[GIVEN PASSAGE Boundary: Start]

I guess compulsory voting is why Australia has the most politicians per head of population in the western world. The more votes to harvest the more politicians needed to do the harvesting. Still, it increase the overall value of the voters to the politicians so maybe that’s why on the one hand Australian political class is more corrupt than here and on the other hand Australian voters are more wealthy than here? Or they are all just lucky to be sitting around the edge of an open pit mine.
Your guess Joseph is as good as mine. And mine is that Australia’s number of politicians is probably affected by the extra problem they have of states which are fairly autonomous plus federal matters all having to work in together.
The best way is to encourage more voting, is to have more candidates who are less self interested in their political careers and more interested in making their cities better. Remove dirty politics that scare normal people off and have proper debates and more information about the candidates. NZ lacks ethical people with talent who wants to enter the arena of self interested scum bags that seem to surround NZ politics and those on the side lines seem paid to force out more ethical players.
I agree with Martin about taking back the contract, but this is important.
I tried, I read those papers and I had no choice to say ‘no confidence’.
I could find a single candidate I wanted to support. I read the papers several times. This is no small thing.
The set-up meant I had to support a minimum of five candidates. I couldn’t even find one. I felt like I was given a choice of supporting five candidates I had no faith in, or not voting at all.
Which is the same old shit of giving support to the least awful. Yet this is exactly what is perpetuating a status quo that I loathe.
We have a post -democracy visage and I know the idealistic tropes about organising and standing our own, and its not about money, contacts, and the acceptable status quo tribes – yada yada yada
I agree, I vote Elfeso, only because of the free transport, but I had big reservations about voting for him due some of his woke and impractical ideas gleaned from the Labour Party without having a clue they are just made up ideology that isn’t working as much as they push money into it. If it is a dog, it’s a dog.

[GIVEN PASSAGE Boundary: End]
[EXTRACTED RECORDS Boundary: Start]

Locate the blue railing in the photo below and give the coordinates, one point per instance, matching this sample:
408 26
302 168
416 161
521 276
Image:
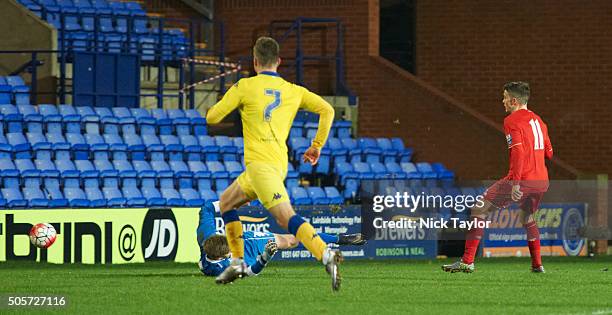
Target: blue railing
296 27
160 54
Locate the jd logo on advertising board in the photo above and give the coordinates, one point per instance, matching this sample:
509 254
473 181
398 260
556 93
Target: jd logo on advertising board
159 235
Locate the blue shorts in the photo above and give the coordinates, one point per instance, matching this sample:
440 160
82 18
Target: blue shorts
255 244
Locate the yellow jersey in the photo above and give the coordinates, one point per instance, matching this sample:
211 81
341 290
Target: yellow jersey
268 104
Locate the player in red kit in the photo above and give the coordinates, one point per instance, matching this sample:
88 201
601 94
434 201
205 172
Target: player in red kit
527 179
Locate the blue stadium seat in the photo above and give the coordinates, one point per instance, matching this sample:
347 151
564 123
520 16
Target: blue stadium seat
299 145
155 149
179 167
12 117
141 166
174 149
92 124
219 175
343 128
80 148
104 112
140 113
333 195
192 149
379 170
354 151
127 125
347 178
72 190
239 144
338 152
6 165
147 125
322 166
31 189
110 125
70 118
32 119
166 184
395 170
191 196
296 129
363 170
149 189
135 146
130 190
10 190
65 166
51 183
91 183
210 149
208 195
119 152
300 196
389 153
411 171
84 166
45 165
122 166
311 129
202 176
404 154
41 148
24 165
103 165
110 188
426 171
291 180
317 195
228 150
21 147
442 171
160 166
233 168
6 94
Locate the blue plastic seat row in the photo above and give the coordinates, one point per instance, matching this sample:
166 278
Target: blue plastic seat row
315 196
13 90
119 120
129 146
44 189
308 129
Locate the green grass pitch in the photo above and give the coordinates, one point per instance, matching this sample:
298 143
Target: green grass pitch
499 286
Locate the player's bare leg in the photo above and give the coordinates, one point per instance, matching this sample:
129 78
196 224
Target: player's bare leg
306 234
466 264
533 240
232 198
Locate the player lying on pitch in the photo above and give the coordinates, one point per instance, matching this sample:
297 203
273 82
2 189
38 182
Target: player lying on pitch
259 247
527 179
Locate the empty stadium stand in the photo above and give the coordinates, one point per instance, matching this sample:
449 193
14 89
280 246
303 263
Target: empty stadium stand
81 156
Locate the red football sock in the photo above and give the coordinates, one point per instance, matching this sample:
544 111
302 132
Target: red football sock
471 243
533 241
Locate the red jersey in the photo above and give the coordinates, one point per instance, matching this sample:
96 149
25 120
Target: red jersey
529 144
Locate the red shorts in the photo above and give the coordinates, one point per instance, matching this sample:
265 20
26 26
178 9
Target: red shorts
500 195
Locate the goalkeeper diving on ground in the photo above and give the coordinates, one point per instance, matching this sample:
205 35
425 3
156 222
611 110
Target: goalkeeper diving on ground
259 247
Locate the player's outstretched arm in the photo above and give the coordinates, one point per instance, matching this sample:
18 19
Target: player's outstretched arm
230 101
316 104
263 259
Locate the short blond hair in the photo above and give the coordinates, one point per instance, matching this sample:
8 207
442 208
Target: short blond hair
266 51
216 246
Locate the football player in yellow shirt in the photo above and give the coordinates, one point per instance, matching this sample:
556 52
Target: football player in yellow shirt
268 104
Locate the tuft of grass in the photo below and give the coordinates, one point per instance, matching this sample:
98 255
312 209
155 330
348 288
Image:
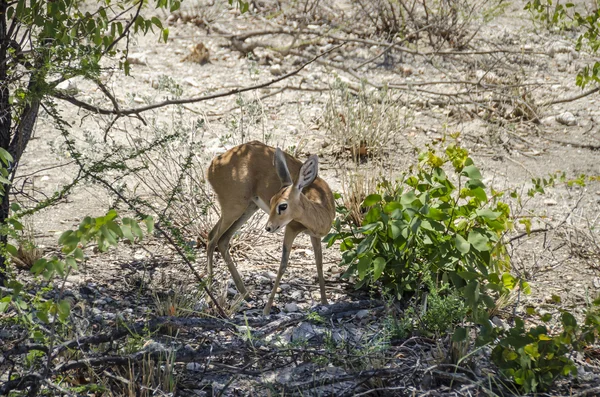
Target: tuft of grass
363 123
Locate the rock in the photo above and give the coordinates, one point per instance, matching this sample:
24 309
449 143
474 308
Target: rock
231 292
498 322
194 367
566 118
548 121
191 81
137 58
276 70
199 53
271 275
109 316
262 279
68 87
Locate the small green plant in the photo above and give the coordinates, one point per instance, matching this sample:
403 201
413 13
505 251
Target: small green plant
534 358
443 311
366 123
431 225
568 15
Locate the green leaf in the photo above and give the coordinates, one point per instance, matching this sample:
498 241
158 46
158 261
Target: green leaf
461 244
408 198
64 309
472 172
488 213
38 266
126 229
378 266
472 292
479 241
11 249
108 235
363 266
460 334
509 281
371 200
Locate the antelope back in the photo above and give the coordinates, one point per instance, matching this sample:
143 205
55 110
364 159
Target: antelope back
250 172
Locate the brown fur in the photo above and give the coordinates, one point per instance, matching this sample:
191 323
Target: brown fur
247 172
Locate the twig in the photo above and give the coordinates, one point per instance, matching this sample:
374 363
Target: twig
575 144
571 99
137 111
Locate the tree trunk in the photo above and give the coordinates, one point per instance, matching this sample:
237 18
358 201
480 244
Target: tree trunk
5 124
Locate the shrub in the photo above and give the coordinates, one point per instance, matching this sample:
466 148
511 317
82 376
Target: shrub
432 225
534 358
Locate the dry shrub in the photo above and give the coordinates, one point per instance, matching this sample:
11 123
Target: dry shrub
441 22
366 122
356 185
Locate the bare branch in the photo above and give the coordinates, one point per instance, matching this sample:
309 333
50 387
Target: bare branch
137 111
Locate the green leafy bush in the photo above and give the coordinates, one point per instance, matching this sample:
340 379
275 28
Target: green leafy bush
534 358
430 225
105 231
566 15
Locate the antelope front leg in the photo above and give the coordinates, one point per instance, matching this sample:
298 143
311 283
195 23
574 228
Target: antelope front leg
288 240
316 242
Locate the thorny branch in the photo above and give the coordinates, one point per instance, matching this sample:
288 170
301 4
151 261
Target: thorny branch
137 111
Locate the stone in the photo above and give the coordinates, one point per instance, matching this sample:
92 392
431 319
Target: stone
194 367
566 118
68 87
137 58
276 70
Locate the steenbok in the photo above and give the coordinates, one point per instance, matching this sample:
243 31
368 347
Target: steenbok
254 175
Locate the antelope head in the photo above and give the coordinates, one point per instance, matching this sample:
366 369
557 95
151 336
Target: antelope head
287 205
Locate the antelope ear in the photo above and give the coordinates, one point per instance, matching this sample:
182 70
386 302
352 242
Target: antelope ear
308 172
281 168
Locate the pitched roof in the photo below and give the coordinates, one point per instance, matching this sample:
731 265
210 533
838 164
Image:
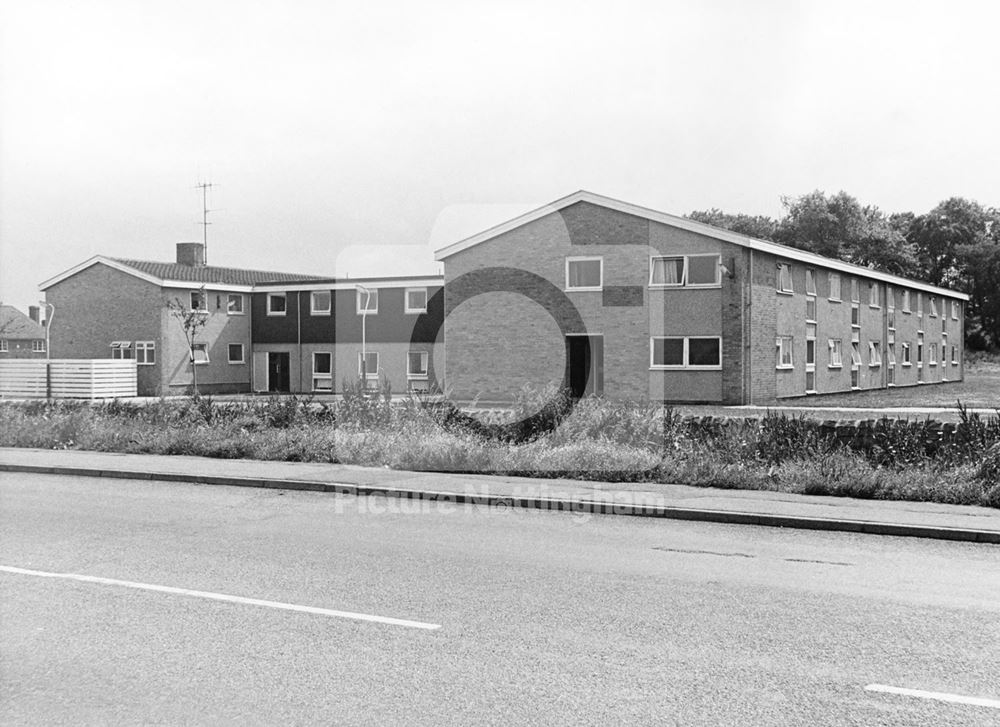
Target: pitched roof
161 273
209 273
783 251
14 324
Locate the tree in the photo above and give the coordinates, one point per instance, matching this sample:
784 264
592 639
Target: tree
192 321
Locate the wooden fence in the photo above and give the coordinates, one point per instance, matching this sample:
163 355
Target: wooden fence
67 378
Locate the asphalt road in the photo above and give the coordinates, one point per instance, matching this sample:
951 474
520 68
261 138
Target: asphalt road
544 618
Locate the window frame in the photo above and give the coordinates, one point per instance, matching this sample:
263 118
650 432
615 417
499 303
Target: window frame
425 358
357 302
147 348
322 376
406 300
313 310
270 308
585 259
686 271
230 297
229 354
780 279
686 354
781 349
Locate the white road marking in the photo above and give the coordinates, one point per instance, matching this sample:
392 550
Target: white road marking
224 597
940 696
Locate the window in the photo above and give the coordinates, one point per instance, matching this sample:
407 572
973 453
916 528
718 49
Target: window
416 364
835 286
277 304
704 353
370 362
684 270
199 353
199 301
322 371
584 273
320 303
145 353
416 300
874 353
784 352
122 349
810 309
836 353
368 297
785 278
873 300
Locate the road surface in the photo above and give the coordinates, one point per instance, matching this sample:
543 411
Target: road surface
222 605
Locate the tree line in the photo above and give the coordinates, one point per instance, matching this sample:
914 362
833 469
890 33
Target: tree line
956 245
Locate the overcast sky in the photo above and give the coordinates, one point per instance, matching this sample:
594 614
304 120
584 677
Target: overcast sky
353 138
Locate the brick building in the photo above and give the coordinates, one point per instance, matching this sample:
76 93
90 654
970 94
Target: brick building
21 336
608 297
264 331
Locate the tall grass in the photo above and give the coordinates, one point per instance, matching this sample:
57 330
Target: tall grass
545 435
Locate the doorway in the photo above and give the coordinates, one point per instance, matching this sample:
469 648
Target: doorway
278 379
585 365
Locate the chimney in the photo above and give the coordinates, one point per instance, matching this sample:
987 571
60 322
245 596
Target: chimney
191 254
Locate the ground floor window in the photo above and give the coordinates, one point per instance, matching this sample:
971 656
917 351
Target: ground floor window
122 350
322 371
368 364
685 352
416 364
145 353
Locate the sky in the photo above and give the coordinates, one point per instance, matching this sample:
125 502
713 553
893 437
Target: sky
355 138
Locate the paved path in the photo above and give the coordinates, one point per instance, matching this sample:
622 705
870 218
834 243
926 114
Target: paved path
954 522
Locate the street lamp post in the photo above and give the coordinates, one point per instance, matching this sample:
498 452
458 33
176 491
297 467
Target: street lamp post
50 313
364 326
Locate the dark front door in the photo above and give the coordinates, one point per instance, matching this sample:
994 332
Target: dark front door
585 364
277 372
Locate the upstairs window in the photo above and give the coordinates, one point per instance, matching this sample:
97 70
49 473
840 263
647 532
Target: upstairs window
835 286
785 278
277 304
234 304
320 303
684 270
783 345
416 300
366 301
584 273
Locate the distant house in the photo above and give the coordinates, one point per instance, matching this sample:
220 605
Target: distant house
21 336
265 331
117 308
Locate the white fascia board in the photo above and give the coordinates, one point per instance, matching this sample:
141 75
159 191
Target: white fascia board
352 284
94 261
773 248
213 287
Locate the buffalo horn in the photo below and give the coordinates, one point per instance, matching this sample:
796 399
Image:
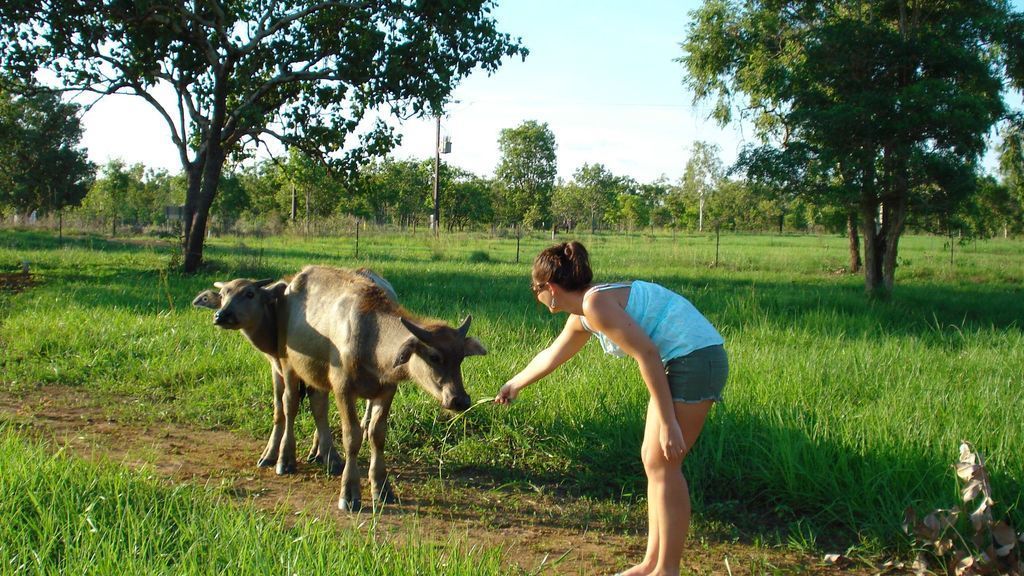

[EXTRACTED RECORDS Boundary: End]

EXERCISE 1:
Answer these questions using the comments about voting.
(a) What does one commenter think probably affects the number of politicians in Australia?
(b) What minimum number of candidates did the set-up require a voter to support?
(c) What was the only reason given for voting for Elfeso?
EXERCISE 2: Carry on the comments about voting from the point where they end.
You can leave the entries aside, since nothing here depends on them.

YOUR RESPONSE 1:
(a) The extra problem of Australia's fairly autonomous states and federal matters all having to work in together.
(b) Five.
(c) The free transport.

YOUR RESPONSE 2:
People vote around party lines in the national elections…because it is easy! All you have to argue is which party is kinder, nicer, talks better, looks after poor vs rich, last time ..etc etc. People come and go , but party’s high level perception remains same.
Let’s look at local election. Every election, there is a list of unknowns, who knows what they stand for and how competent they are other than the sound bites sent with election papers. People simply vote for a name they recognize, not in a bad way, or It all goes into too hard basket and who cares!
Participation in democracy is citizen’s “right and duty”. If people can not be bothered to excercise it, there are reasons why…voter apathy is cancer of democracy. Ozone hole is not cause of it.
Majority of humanity can only dream about being able to vote freely. Many of them die trying to achive that. How naive of them.
Do it on the same date as the general election. Makes it more fun with downticket races at the same time.
1. Enough voting booths so when you are driving around you see the orange signs locating the booths.
2. A day off work so you have time to be driving around and see the booths.
3. Local income taxes, poll taxes, cycle taxes, toll gates on roads and parks, council houses and local income redistribution – some material reasons for non-ratepayers to vote. 🙂
Good idea Martin, bugger the cost let’s make polling stations available to all and for an extended period. Also, let’s make Councils more attractive to a greater diversity of the public. Councils are dominated by older businesspeople, take the WestCoast Regional Council, a mix of miners, dairy farmers and their acolytes, dominated by a MAGA hat-wearing bully.